TO DO – Retype the records below word for word and omit any image.

MATERIAL FOR THE TASK –
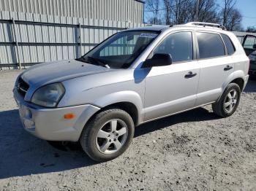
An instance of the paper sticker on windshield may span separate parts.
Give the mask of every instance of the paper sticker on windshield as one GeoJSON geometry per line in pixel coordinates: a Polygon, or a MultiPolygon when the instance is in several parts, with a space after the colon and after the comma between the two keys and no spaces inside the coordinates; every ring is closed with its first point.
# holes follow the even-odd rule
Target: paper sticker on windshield
{"type": "Polygon", "coordinates": [[[157,36],[157,34],[142,33],[142,34],[140,34],[140,37],[155,38],[157,36]]]}

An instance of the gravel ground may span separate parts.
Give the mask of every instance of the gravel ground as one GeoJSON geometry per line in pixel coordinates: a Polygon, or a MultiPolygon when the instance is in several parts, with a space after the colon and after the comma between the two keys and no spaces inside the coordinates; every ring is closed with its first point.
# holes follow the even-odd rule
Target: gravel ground
{"type": "Polygon", "coordinates": [[[256,81],[219,119],[210,106],[138,127],[129,149],[97,163],[75,144],[50,145],[22,129],[0,71],[0,190],[256,190],[256,81]]]}

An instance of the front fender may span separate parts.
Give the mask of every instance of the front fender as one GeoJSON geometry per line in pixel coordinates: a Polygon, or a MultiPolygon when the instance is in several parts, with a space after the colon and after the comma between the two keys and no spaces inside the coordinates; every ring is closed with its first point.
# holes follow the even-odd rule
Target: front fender
{"type": "Polygon", "coordinates": [[[143,121],[143,101],[140,95],[136,92],[124,90],[110,93],[95,100],[94,104],[102,108],[120,102],[129,102],[134,104],[138,110],[138,123],[143,121]]]}

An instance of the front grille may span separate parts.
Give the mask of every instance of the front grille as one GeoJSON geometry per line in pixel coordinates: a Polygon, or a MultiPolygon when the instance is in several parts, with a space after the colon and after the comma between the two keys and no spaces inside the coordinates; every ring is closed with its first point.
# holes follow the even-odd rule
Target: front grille
{"type": "Polygon", "coordinates": [[[18,92],[24,98],[26,92],[29,88],[29,85],[21,77],[18,80],[17,90],[18,92]]]}

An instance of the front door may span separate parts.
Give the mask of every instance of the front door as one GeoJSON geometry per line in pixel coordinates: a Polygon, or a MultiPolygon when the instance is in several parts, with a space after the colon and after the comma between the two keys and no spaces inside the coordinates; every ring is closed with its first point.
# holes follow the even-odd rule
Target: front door
{"type": "Polygon", "coordinates": [[[145,120],[155,119],[195,106],[199,79],[198,63],[194,60],[195,47],[191,31],[168,35],[153,50],[168,53],[173,64],[145,69],[145,120]]]}

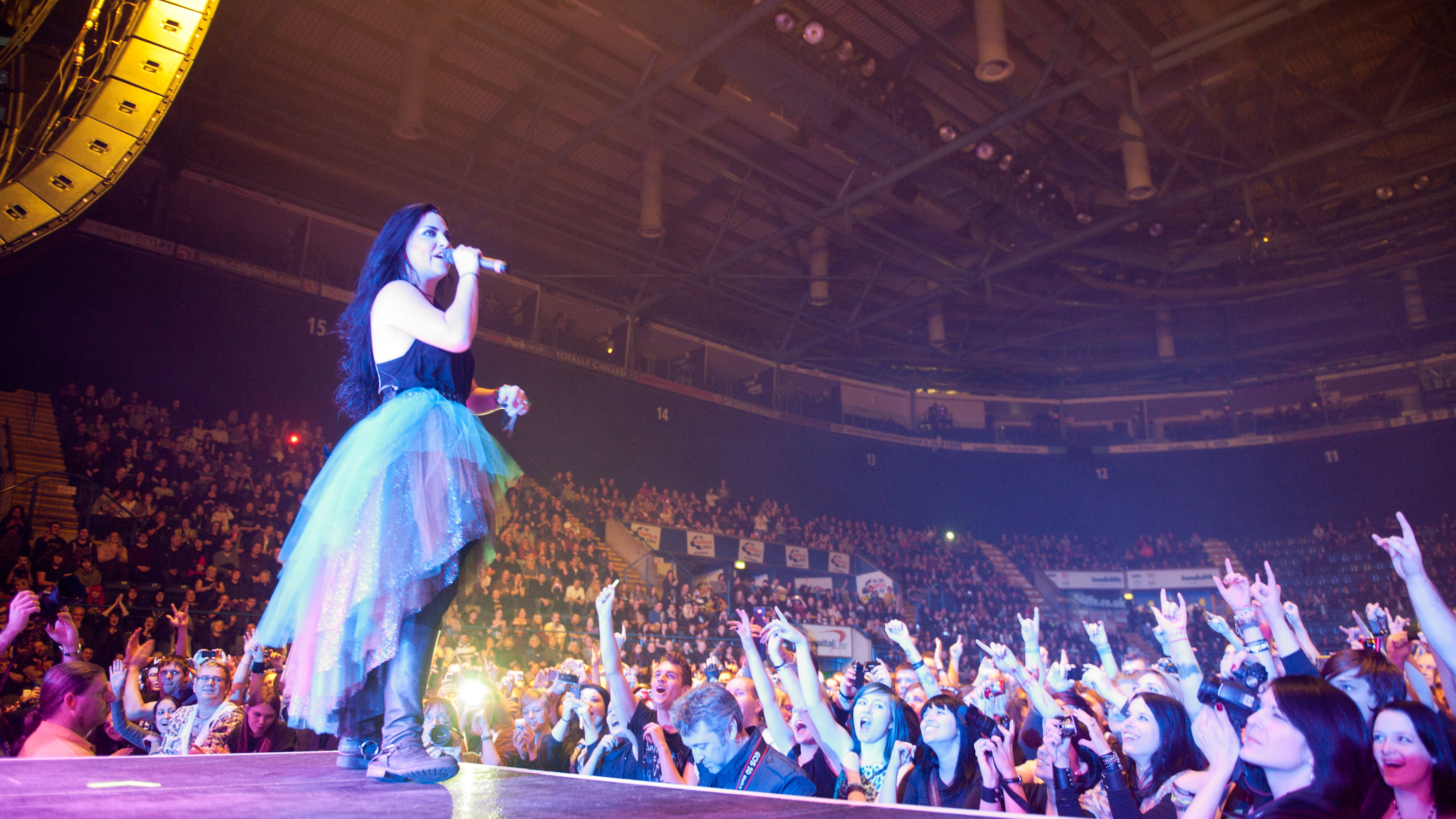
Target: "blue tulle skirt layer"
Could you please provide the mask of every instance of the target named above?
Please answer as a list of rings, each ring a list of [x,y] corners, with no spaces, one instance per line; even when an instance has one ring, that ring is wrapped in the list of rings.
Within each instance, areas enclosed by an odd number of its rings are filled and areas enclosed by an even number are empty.
[[[466,554],[494,557],[520,476],[480,420],[435,390],[399,393],[348,431],[304,496],[258,626],[264,646],[293,644],[288,724],[338,729],[348,697],[399,649],[400,621],[460,576]]]

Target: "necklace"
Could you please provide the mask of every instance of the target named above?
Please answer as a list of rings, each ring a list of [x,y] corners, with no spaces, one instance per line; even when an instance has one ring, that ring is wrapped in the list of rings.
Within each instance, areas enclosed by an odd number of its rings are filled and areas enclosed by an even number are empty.
[[[1399,802],[1395,803],[1395,819],[1405,819],[1405,815],[1401,813],[1401,803]],[[1434,802],[1431,802],[1431,809],[1425,812],[1425,819],[1436,819],[1436,803]]]

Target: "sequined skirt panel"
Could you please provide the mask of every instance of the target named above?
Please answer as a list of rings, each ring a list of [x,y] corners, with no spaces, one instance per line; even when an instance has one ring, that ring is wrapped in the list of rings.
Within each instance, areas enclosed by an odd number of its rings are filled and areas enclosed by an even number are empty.
[[[466,546],[483,540],[494,557],[520,474],[470,410],[424,387],[344,435],[284,541],[258,626],[262,644],[291,643],[288,724],[338,729],[345,700],[395,656],[400,621],[460,575]]]

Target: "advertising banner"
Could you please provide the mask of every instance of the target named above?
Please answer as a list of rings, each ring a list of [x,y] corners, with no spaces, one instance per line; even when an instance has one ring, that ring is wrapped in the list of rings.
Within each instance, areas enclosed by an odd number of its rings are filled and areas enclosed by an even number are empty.
[[[1128,589],[1211,589],[1214,567],[1142,569],[1127,573]]]
[[[1059,589],[1125,589],[1121,572],[1047,572],[1047,579]]]
[[[882,596],[887,592],[895,591],[895,582],[890,579],[890,575],[884,572],[866,572],[863,575],[855,575],[855,592],[868,594],[872,596]]]
[[[814,650],[821,658],[852,658],[855,656],[853,634],[849,626],[810,626],[804,630],[814,643]]]
[[[687,553],[695,557],[712,557],[713,535],[705,532],[687,532]]]
[[[648,548],[662,547],[662,527],[649,527],[646,524],[629,524],[632,527],[632,534],[638,537]]]
[[[808,569],[810,567],[810,550],[807,546],[785,546],[783,547],[783,562],[789,569]]]
[[[740,540],[738,541],[738,560],[745,560],[748,563],[763,563],[763,541],[761,540]]]

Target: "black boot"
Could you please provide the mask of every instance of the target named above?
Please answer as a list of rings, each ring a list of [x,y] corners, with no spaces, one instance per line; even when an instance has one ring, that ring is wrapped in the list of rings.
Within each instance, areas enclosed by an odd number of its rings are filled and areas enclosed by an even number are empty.
[[[384,745],[370,759],[367,775],[371,778],[441,783],[460,771],[460,764],[451,756],[431,756],[421,742],[421,701],[430,679],[435,633],[440,630],[440,618],[454,599],[454,585],[447,586],[430,605],[399,626],[399,650],[384,663],[380,676],[384,688]]]

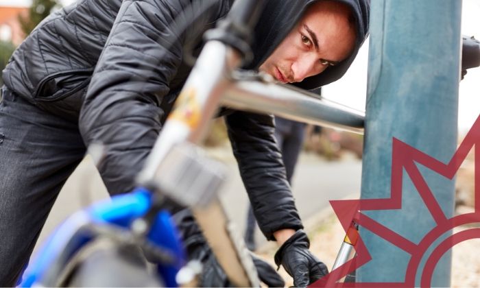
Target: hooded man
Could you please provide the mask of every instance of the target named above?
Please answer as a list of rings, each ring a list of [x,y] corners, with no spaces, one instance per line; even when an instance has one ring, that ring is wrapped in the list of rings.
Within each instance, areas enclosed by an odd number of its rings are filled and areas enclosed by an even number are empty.
[[[109,193],[132,189],[191,69],[184,59],[232,1],[213,1],[192,17],[206,1],[79,0],[18,47],[0,104],[0,286],[14,285],[90,143],[106,146],[97,168]],[[246,68],[305,89],[333,82],[366,37],[368,10],[369,0],[268,0]],[[280,245],[276,263],[296,286],[322,277],[326,267],[308,250],[272,117],[224,114],[259,225]]]

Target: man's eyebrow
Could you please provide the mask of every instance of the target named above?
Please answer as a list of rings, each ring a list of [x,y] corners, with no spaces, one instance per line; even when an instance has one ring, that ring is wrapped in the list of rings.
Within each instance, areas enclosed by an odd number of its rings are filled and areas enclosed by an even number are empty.
[[[307,24],[304,24],[303,27],[305,28],[305,30],[307,30],[307,32],[309,32],[310,38],[312,38],[312,42],[313,42],[313,45],[315,45],[315,49],[318,50],[318,39],[317,38],[317,35],[313,33],[310,28],[309,28],[309,26],[307,26]]]
[[[305,30],[307,30],[307,32],[309,32],[309,35],[310,35],[310,37],[312,38],[312,42],[313,42],[315,49],[318,51],[318,38],[317,38],[317,35],[312,30],[310,29],[310,28],[309,27],[309,26],[307,25],[307,24],[304,24],[303,27],[305,28]],[[336,65],[340,62],[340,61],[333,61],[327,59],[322,59],[322,60],[328,62],[332,66]]]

RESULT FOR THIS TASK –
An instance of the paper sticker on windshield may span separate parts.
Give the mask of every instance of the paper sticker on windshield as one GeoJSON geometry per line in pixel coordinates: a Polygon, or a MultiPolygon when the instance is in several parts, with a space after the colon and after the comma between the two keys and no spaces inside the coordinates; every ring is closed with its first point.
# holes follow the even-odd rule
Target: paper sticker on windshield
{"type": "Polygon", "coordinates": [[[157,36],[157,34],[142,33],[142,34],[140,34],[140,37],[155,38],[157,36]]]}

An instance of the gravel ground may span separate parts.
Give the mask of every instance of the gravel ground as one GeoJSON geometry per line in pixel coordinates: a Polygon, or a MultiPolygon when the instance is in several parts, with a space after the colon and after the comma between the two keys and no spaces inside the coordinates; every ring is closed with its first point.
# holes follow the even-odd rule
Target: gravel ground
{"type": "Polygon", "coordinates": [[[256,81],[219,119],[210,106],[138,127],[129,149],[97,163],[75,144],[50,145],[22,129],[0,71],[0,190],[256,190],[256,81]]]}

An instance of the front fender may span separate parts.
Give the mask of every instance of the front fender as one GeoJSON geometry per line in pixel coordinates: a Polygon, or a MultiPolygon when the instance is in several parts, with a space after the colon and after the comma between the two keys and no spaces inside the coordinates; every ring is closed with its first point.
# holes follow the even-odd rule
Target: front fender
{"type": "Polygon", "coordinates": [[[143,121],[143,101],[140,95],[136,92],[124,90],[110,93],[95,100],[94,104],[102,108],[120,102],[129,102],[134,104],[138,110],[138,123],[143,121]]]}

An instance of the front grille may span separate parts.
Give the mask of every instance of the front grille as one GeoJSON geometry per line in pixel coordinates: a Polygon, or a MultiPolygon when the instance is in several parts, with a space after the colon and after the comma between the two keys and no spaces inside the coordinates; every ring is closed with its first point.
# holes follow the even-odd rule
Target: front grille
{"type": "Polygon", "coordinates": [[[18,92],[24,98],[26,92],[29,88],[29,85],[21,77],[18,80],[17,90],[18,92]]]}

An instance of the front door may span separate parts.
Give the mask of every instance of the front door as one GeoJSON geometry per line in pixel coordinates: a Polygon, or a MultiPolygon when the instance is in several parts, with a space after the colon and after the comma between the two keys and no spaces inside the coordinates; every ring is closed with its first point.
# holes follow the even-odd rule
Target: front door
{"type": "Polygon", "coordinates": [[[145,120],[155,119],[195,106],[199,79],[198,63],[194,60],[195,47],[191,31],[168,35],[153,50],[168,53],[173,64],[145,69],[145,120]]]}

Target: "blue tulle skirt layer"
Could you please provide the mask of every instance of the target named above?
Please answer as a list of rings, each ring a list of [x,y] corners, with no spaces, one instance per line; even when an instance has one ring, that ring is wrapped in the list of rings.
Within each instance, areas enclosed by an odd number of its rings are filled and areas enclosed by an even number are empty.
[[[466,554],[494,557],[520,476],[480,420],[435,390],[399,393],[348,431],[304,496],[258,626],[264,646],[293,644],[288,724],[338,729],[348,697],[399,649],[400,621],[460,576]]]

Target: "necklace"
Could you please provide the mask of every instance of the target named above?
Please answer as a list of rings, each ring a list of [x,y] corners, with no spaces, one instance per line; even when an instance has one ring, that ring is wrapped in the list of rings.
Within each instance, areas enclosed by an odd number of its rings are filled and areas enclosed by an even number are empty.
[[[1399,802],[1395,803],[1395,819],[1405,819],[1405,815],[1401,813],[1401,803]],[[1434,802],[1431,802],[1431,809],[1425,812],[1425,819],[1436,819],[1436,803]]]

Target: "sequined skirt panel"
Could you please provide the mask of every instance of the target named above?
Please answer as a list of rings, each ring a list of [x,y] corners, with no spaces, one instance per line; even when an instance has one ring, that ring is wrapped in the list of rings.
Within each instance, areas enclosed by an odd number of its rings are filled and areas enclosed by an even number are empty.
[[[466,546],[483,540],[494,557],[520,474],[470,410],[424,387],[344,435],[284,541],[258,626],[262,644],[291,643],[288,724],[338,729],[345,700],[395,656],[400,621],[460,575]]]

Target: "advertising banner"
Could you please provide the mask of every instance of the target named above?
Please answer as a list of rings, each ring a list of [x,y] corners, with no spaces, one instance per line; even when an instance has one ring, that ring is wrapped in the list of rings.
Within each instance, areas enclosed by an odd number of its rings are filled and areas enclosed by an even number are empty.
[[[1128,589],[1211,589],[1214,567],[1142,569],[1127,573]]]
[[[1059,589],[1125,589],[1121,572],[1047,572],[1047,579]]]
[[[882,596],[887,592],[895,591],[895,582],[890,579],[890,575],[884,572],[866,572],[863,575],[855,575],[855,592],[868,594],[872,596]]]
[[[814,650],[821,658],[852,658],[855,656],[853,634],[849,626],[810,626],[804,630],[814,643]]]
[[[687,553],[695,557],[712,557],[713,535],[705,532],[687,532]]]
[[[648,548],[662,547],[662,527],[649,527],[646,524],[629,524],[632,527],[632,534],[638,537]]]
[[[808,569],[810,567],[810,550],[807,546],[785,546],[783,547],[783,562],[789,569]]]
[[[740,540],[738,541],[738,560],[745,560],[748,563],[763,563],[763,541],[761,540]]]

Target: "black boot"
Could you please provide the mask of every instance of the target named above?
Please answer as a list of rings, each ring a list of [x,y] corners, with no spaces, one instance per line; even when an instance has one ring, that ring is wrapped in the list of rings.
Within each instance, areas enclosed by an odd number of its rings are filled and areas enclosed by an even number are empty.
[[[384,745],[370,759],[367,775],[371,778],[441,783],[460,771],[460,764],[451,756],[431,756],[421,742],[421,701],[430,679],[435,633],[440,630],[440,618],[454,599],[454,585],[447,586],[430,605],[399,626],[399,650],[384,663],[380,676],[384,688]]]

Target: hooded man
Could you please provide the mask of every instance of the target named above?
Please answer as a list of rings, each ring a list of [x,y] corners, with no spaces, one instance per line; even when an instance has one ring, that ring is wrapped in the list of rings.
Within each instance, areas enclosed by an odd number of its rings are filled and areas enclosed by an even number are empty.
[[[109,193],[132,189],[191,69],[184,59],[232,1],[213,1],[192,17],[206,1],[79,0],[18,47],[0,104],[0,286],[14,285],[90,143],[106,146],[97,168]],[[246,68],[305,89],[333,82],[366,37],[368,10],[369,0],[268,0]],[[280,245],[276,263],[296,286],[322,277],[326,267],[308,250],[272,117],[224,114],[259,225]]]

Target: man's eyebrow
Could you please provide the mask of every instance of the target named above?
Please answer as a list of rings, each ring a list of [x,y] corners, with no spaces, one instance per line; even when an instance has one ring, that ring is wrapped in the list of rings.
Within each instance, areas enclosed by an odd number of its rings are filled and areas enclosed by an even number are empty.
[[[307,24],[304,24],[303,27],[305,28],[305,30],[307,30],[307,32],[309,32],[310,38],[312,38],[312,42],[313,42],[313,45],[315,45],[315,49],[318,50],[318,39],[317,38],[317,35],[313,33],[310,28],[309,28],[309,26],[307,26]]]
[[[305,30],[307,30],[307,32],[309,32],[309,35],[310,35],[310,37],[312,38],[312,42],[313,42],[315,49],[318,51],[318,38],[317,38],[317,35],[312,30],[310,29],[310,28],[309,27],[309,26],[307,25],[307,24],[304,24],[303,27],[305,28]],[[336,65],[340,62],[340,61],[333,61],[327,59],[322,59],[322,60],[328,62],[332,66]]]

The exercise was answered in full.